• STATED EXERCISE
Please answer from the SQL interview guide: what kind of questions does it say separate senior candidates from juniors?

• GIVEN PASSAGE
SQL Interview Questions and Answers (Top 50)
SQL remains the lingua franca of data. Whether you're interviewing for a backend role, data engineering position, or even some frontend jobs that touch databases, you'll face SQL questions. This...
Key Insights
- SQL interviews test pattern recognition more than memorization—learn the underlying concepts behind common query patterns like self-joins, window functions, and CTEs
- Most interview questions fall into predictable categories: ranking, finding duplicates, handling NULLs, and comparing rows—master these patterns and you’ll handle 80% of questions
- Performance questions separate senior candidates from juniors—understand indexing basics and how to read execution plans even if you’re not a DBA
SQL remains the lingua franca of data. Whether you’re interviewing for a backend role, data engineering position, or even some frontend jobs that touch databases, you’ll face SQL questions. This guide covers the 50 most common questions organized by difficulty, with working code examples you can practice.

• EXTRACTED RECORDS
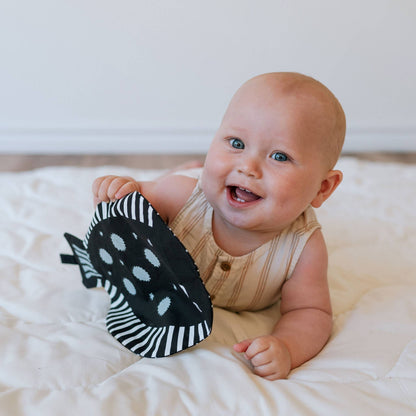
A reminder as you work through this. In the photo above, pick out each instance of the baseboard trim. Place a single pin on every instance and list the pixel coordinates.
(175, 141)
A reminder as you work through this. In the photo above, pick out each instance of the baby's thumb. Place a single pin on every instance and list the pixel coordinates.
(243, 345)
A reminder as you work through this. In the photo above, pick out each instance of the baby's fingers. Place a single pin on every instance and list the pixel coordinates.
(127, 188)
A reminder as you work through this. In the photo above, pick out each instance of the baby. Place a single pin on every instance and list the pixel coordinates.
(248, 221)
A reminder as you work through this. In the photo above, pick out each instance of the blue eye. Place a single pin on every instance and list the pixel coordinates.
(237, 143)
(279, 156)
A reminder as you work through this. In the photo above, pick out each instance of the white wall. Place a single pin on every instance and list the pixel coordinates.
(157, 75)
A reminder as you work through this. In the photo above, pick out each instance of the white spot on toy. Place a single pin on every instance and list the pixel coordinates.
(129, 286)
(118, 242)
(163, 306)
(151, 257)
(141, 274)
(105, 256)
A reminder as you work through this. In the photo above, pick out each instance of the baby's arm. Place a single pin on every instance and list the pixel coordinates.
(167, 194)
(306, 321)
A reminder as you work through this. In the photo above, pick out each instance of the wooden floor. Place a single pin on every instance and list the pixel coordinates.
(16, 162)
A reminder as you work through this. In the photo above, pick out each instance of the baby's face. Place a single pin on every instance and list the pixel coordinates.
(265, 164)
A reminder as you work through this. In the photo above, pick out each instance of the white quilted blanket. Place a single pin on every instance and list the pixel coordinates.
(56, 357)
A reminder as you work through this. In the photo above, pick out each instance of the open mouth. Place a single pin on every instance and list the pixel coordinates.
(242, 195)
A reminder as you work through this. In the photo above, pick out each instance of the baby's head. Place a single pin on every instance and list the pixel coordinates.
(274, 152)
(308, 107)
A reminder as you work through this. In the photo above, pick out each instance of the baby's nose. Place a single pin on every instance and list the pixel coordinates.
(250, 166)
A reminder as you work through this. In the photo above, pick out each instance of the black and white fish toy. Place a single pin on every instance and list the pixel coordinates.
(159, 304)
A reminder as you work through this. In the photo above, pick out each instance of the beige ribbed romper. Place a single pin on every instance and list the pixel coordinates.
(249, 282)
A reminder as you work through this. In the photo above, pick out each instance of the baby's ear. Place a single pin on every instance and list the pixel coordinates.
(328, 185)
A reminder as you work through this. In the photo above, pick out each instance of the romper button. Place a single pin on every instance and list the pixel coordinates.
(225, 266)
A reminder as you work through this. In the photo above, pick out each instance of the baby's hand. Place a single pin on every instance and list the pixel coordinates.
(109, 188)
(269, 356)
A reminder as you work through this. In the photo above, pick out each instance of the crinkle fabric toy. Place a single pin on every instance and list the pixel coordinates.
(159, 304)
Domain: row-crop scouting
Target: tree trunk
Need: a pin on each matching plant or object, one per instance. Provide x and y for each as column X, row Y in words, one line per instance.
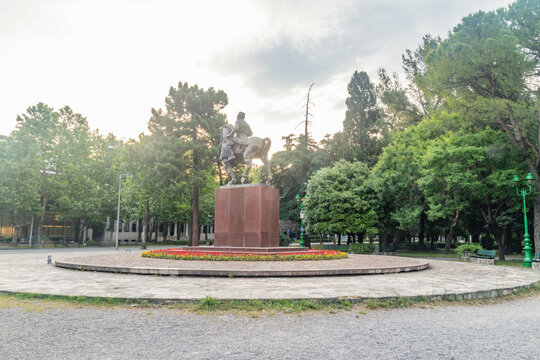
column 536, row 235
column 64, row 234
column 77, row 230
column 421, row 231
column 398, row 236
column 157, row 232
column 451, row 233
column 195, row 235
column 386, row 240
column 165, row 231
column 42, row 220
column 498, row 233
column 145, row 225
column 15, row 237
column 307, row 241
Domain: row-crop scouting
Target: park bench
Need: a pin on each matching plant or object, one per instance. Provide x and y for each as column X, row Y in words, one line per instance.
column 388, row 248
column 484, row 254
column 344, row 248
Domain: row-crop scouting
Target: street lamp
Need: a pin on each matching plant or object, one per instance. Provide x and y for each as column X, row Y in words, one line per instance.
column 118, row 213
column 301, row 207
column 527, row 249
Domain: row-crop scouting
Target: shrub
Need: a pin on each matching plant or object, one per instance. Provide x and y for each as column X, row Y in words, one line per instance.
column 469, row 247
column 361, row 248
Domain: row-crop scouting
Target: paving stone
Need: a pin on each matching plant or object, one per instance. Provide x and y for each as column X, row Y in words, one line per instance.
column 29, row 272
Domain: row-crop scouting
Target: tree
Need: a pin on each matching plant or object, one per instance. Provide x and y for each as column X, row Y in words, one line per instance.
column 192, row 117
column 482, row 73
column 19, row 181
column 39, row 129
column 363, row 127
column 291, row 171
column 336, row 201
column 395, row 176
column 463, row 172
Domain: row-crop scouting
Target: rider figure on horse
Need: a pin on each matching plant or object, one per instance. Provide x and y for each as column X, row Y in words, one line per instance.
column 238, row 136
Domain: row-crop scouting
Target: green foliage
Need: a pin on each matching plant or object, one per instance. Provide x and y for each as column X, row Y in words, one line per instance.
column 292, row 169
column 338, row 200
column 467, row 248
column 361, row 248
column 363, row 127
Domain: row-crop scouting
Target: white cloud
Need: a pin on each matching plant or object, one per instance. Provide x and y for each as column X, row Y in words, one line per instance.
column 113, row 61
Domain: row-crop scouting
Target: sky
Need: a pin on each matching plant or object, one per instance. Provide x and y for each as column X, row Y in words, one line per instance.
column 114, row 60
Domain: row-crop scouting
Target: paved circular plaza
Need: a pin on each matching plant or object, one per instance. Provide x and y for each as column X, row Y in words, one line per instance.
column 134, row 263
column 28, row 271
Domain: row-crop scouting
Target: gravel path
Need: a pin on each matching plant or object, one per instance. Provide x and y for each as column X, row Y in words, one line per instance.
column 509, row 330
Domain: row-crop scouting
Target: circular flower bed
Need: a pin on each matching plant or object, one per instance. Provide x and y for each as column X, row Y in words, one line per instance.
column 176, row 254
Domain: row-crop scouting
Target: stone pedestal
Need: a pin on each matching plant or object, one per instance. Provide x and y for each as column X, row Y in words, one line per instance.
column 247, row 216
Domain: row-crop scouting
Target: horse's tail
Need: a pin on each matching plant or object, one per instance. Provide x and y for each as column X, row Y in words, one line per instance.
column 266, row 146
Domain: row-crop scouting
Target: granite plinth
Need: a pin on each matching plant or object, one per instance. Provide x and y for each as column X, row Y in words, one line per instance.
column 246, row 216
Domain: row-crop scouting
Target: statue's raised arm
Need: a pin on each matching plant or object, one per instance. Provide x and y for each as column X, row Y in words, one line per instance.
column 239, row 146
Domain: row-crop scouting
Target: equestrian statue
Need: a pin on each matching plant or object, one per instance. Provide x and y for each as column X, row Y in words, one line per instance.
column 238, row 146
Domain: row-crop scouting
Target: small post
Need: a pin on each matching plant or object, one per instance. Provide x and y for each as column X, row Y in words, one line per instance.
column 301, row 207
column 523, row 192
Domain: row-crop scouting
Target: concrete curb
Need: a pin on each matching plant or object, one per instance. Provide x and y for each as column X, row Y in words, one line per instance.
column 238, row 273
column 473, row 295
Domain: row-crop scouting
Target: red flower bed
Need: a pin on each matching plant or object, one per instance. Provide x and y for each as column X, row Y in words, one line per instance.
column 178, row 254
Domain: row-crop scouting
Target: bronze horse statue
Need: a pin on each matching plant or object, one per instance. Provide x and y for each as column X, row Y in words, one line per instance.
column 244, row 152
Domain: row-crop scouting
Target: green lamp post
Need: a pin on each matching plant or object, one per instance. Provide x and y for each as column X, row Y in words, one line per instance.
column 523, row 192
column 301, row 207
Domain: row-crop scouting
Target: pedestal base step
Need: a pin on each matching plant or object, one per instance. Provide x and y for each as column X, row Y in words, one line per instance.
column 252, row 250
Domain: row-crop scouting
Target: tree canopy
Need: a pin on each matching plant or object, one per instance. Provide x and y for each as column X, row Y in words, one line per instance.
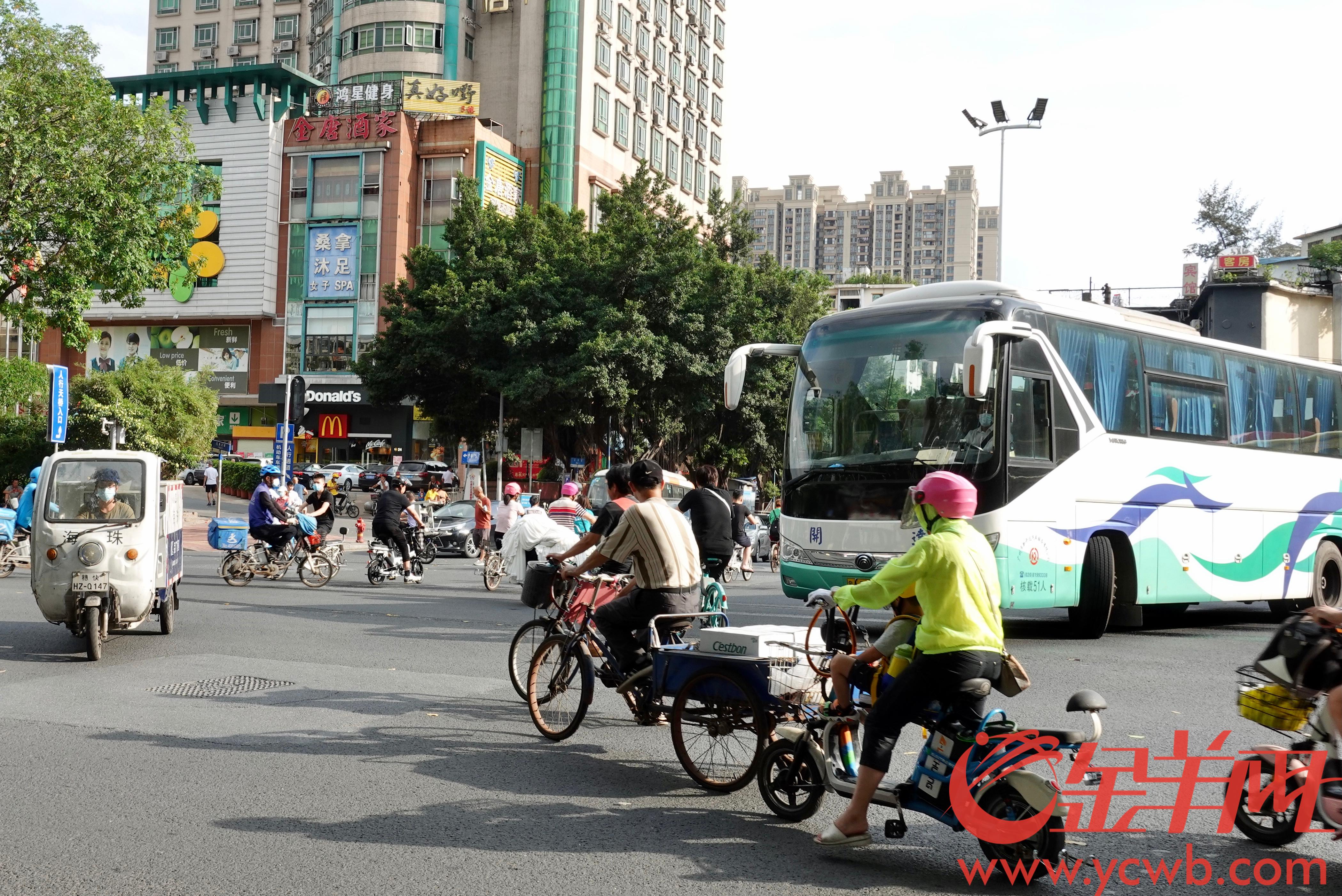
column 630, row 324
column 96, row 191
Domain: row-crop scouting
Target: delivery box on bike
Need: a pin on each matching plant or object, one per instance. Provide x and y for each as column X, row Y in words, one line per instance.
column 227, row 533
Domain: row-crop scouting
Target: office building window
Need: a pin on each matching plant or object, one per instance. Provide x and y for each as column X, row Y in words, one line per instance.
column 622, row 125
column 602, row 111
column 641, row 137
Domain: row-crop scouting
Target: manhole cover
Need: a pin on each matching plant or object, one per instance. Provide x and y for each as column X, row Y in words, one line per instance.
column 221, row 687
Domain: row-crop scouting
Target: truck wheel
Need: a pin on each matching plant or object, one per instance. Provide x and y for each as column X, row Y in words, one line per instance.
column 93, row 632
column 1100, row 588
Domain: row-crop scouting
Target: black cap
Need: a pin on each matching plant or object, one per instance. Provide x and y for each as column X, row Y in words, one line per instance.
column 646, row 474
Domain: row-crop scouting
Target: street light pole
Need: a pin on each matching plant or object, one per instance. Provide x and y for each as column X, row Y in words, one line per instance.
column 1034, row 121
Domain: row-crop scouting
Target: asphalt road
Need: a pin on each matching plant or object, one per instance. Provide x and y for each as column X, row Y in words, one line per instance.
column 395, row 757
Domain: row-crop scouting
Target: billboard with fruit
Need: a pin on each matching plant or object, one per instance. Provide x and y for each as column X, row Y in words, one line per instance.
column 223, row 350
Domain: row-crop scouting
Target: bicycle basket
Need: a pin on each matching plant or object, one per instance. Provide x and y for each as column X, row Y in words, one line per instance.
column 1269, row 703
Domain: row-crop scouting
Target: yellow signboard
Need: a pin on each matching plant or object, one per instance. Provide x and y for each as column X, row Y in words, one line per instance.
column 501, row 179
column 441, row 97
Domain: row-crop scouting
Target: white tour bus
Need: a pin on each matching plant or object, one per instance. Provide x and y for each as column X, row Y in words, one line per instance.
column 1124, row 463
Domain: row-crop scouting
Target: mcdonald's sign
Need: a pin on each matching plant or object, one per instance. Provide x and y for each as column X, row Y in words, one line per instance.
column 333, row 426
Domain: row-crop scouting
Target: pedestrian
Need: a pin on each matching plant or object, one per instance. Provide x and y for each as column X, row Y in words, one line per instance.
column 211, row 486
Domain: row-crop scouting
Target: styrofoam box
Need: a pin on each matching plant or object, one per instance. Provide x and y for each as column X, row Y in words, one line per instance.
column 752, row 640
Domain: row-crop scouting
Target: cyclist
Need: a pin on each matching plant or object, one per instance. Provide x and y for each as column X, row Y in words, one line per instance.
column 666, row 569
column 960, row 636
column 387, row 521
column 265, row 512
column 710, row 520
column 321, row 504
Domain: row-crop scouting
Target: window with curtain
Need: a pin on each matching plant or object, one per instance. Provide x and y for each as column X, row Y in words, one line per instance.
column 1316, row 396
column 1106, row 367
column 1263, row 410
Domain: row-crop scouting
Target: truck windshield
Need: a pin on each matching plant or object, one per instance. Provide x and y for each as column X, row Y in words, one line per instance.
column 888, row 395
column 96, row 491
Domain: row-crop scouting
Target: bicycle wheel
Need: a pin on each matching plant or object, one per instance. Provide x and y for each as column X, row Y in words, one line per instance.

• EXERCISE ANSWER
Performance questions.